> **WRITTEN TASKS**
(a) In the review of Lowell Edmunds's book, copy the passage starting at "Lowell Edmunds has" and ending at "Vergil, and Ovid.".
(b) Using the review of Lowell Edmunds's book, answer each question briefly:
(i) Which poets supply the selections Edmunds reads closely?
(ii) In which earlier work by Edmunds is Jauss' conception of reading outlined?
(iii) Over what span of time has intertextual study drawn great interest?
(c) Based on the review of Lowell Edmunds's book, mark each statement yes or no and quote the words that decide it:
(i) Edmunds agrees with Conte that an allusion exists in the text.
(ii) Edmunds draws on speech act theory to build his theory of intertextuality.
(iii) Edmunds shows that the poet's intentionality has been removed from criticism.

> **SOURCE DOCUMENT**
Lowell Edmunds has written a book that provides what is expected and appreciated in a theoretical study: the scholarship is extensive and well organized into arguments which are themselves descriptive, provocative, challenging, and supported by a close reading of a variety of selections from Catullus, Horace, Vergil, and Ovid.
Edmunds utilizes linguistic philosophies including speech act theory to develop his own literary theory of intertextuality, successfully incorporating Jauss’ conception of reading outlined in Edmunds’ earlier work, From a Sabine Jar: Reading Horace, Odes 1.9. Noting the great interest in intertextual studies in the last two decades, Edmunds seeks to address two fundamental problems in these studies: the intentionality of the poet (which he shows has still not been obliterated from criticism) and the status of the poetic text. Edmunds locates intertextuality in the reader who understands it as essentially an aesthetic device that is “pleasing or intriguing, often unordinary, uses of language that convey or portend some meaning valuable to the reader” (p. xiii). It implies a reader whose primary approach to Roman poetry, following Jauss’ theory, is an aesthetic one. Unlike Conte and others, therefore, Edmunds considers that an allusion exists not in the text but in the reading of the text. In fact, the acid test for an allusion is that it is “really not there materially or linguistically” (pp. xvii-xviii), i.e., “there is nothing in addition to the alluding words that causes the allusion to be made… Reference, or allusion, has no linguistic or semiotic basis” (p. xvii).

> **RAW DATA**
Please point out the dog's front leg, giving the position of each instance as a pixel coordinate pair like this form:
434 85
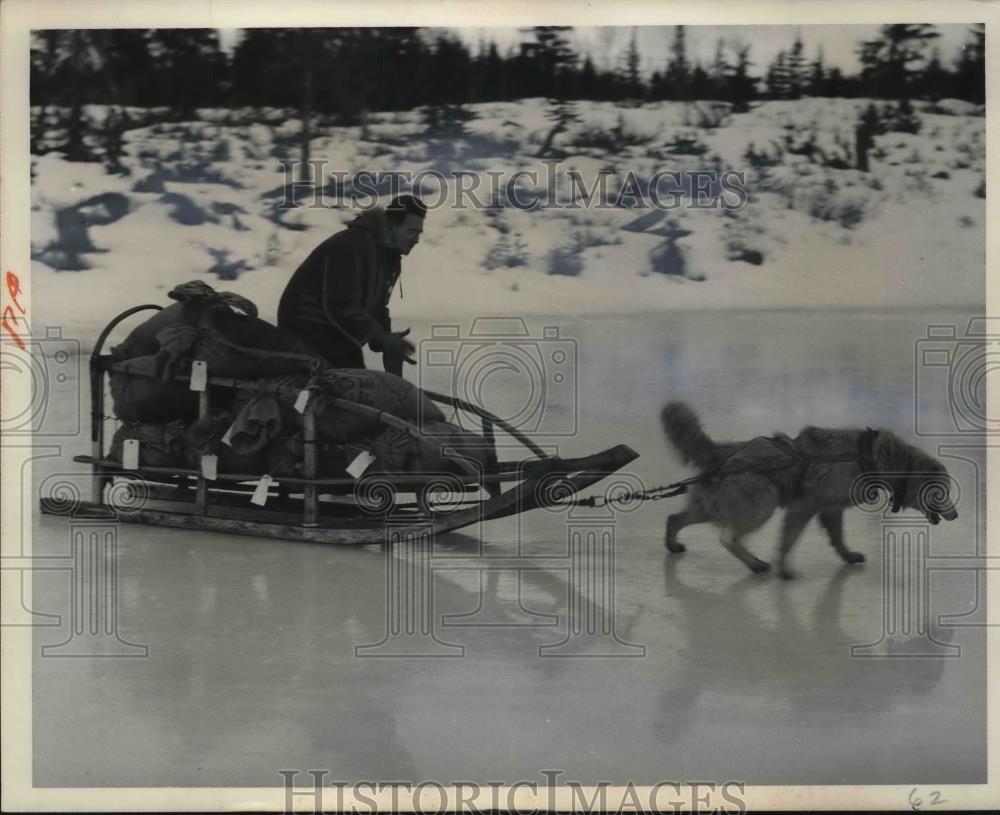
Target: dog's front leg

> **EXERCISE RESULTS**
(a)
Lowell Edmunds has written a book that provides what is expected and appreciated in a theoretical study: the scholarship is extensive and well organized into arguments which are themselves descriptive, provocative, challenging, and supported by a close reading of a variety of selections from Catullus, Horace, Vergil, and Ovid.

(b)
(i) Catullus, Horace, Vergil, and Ovid.
(ii) From a Sabine Jar: Reading Horace, Odes 1.9.
(iii) The last two decades.

(c)
(i) No. "Unlike Conte and others, therefore, Edmunds considers that an allusion exists not in the text but in the reading of the text."
(ii) Yes. "Edmunds utilizes linguistic philosophies including speech act theory to develop his own literary theory of intertextuality"
(iii) No. "the intentionality of the poet (which he shows has still not been obliterated from criticism)"